- Work instruction -
Please list every line of the records below that contains the word "positive", copying each such line in full.
* * * * * * * * *
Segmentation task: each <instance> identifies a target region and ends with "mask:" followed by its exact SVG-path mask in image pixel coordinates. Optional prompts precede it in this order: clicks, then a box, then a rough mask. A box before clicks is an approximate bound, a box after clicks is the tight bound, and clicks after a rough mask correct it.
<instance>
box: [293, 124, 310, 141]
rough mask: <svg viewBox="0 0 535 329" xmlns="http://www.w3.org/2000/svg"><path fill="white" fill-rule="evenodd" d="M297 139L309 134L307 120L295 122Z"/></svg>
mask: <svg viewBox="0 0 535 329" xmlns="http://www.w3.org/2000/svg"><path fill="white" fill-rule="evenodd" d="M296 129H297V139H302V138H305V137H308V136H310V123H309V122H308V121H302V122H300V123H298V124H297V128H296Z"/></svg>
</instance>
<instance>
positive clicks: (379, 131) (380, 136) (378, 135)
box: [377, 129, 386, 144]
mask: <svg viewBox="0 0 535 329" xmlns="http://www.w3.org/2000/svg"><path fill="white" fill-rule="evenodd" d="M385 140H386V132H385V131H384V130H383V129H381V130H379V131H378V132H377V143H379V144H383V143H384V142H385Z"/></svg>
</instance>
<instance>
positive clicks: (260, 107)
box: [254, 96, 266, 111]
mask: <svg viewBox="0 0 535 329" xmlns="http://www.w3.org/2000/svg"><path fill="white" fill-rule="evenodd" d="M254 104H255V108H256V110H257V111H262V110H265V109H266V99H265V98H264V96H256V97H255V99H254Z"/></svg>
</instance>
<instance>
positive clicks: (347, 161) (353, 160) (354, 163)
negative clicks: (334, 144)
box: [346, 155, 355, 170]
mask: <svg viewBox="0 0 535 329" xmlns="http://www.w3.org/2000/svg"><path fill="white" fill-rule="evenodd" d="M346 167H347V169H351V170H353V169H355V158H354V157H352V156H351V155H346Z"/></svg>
* * * * * * * * *
- Exercise solution -
positive clicks: (379, 131) (380, 136) (378, 135)
positive clicks: (260, 107)
positive clicks: (347, 161) (353, 160) (354, 163)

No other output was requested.